Work task | Among the records that follow, count the lines with the string "woman"; report only that count.

____ Given records

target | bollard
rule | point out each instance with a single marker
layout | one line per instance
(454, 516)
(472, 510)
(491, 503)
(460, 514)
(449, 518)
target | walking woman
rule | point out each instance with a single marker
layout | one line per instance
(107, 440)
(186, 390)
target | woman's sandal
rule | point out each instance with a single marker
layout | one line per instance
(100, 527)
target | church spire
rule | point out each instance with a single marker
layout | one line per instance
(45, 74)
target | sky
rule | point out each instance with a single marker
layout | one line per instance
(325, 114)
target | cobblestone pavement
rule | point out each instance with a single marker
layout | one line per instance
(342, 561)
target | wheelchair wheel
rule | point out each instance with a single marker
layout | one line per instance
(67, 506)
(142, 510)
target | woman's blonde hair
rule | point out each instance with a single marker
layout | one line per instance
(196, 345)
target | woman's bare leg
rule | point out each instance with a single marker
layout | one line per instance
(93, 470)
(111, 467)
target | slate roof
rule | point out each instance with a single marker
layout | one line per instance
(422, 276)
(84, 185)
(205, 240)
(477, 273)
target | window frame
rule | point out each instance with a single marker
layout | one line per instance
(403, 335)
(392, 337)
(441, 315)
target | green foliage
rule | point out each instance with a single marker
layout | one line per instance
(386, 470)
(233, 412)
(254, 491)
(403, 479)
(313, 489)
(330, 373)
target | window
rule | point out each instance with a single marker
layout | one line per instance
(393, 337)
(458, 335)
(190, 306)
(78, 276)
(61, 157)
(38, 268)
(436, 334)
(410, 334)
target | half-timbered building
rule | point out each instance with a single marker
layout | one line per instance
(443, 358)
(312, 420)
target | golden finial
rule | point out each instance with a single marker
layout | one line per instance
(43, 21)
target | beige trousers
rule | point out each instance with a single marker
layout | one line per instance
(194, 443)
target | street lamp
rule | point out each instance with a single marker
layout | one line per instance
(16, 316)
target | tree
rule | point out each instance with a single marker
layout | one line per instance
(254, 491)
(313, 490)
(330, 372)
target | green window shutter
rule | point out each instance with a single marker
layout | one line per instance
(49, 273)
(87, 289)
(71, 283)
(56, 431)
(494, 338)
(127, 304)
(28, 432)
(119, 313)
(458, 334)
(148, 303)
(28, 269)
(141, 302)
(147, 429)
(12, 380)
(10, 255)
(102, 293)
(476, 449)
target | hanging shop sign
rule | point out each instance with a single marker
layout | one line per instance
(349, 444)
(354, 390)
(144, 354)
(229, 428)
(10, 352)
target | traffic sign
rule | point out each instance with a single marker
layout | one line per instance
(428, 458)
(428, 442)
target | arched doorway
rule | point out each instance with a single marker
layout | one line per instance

________

Written response | 4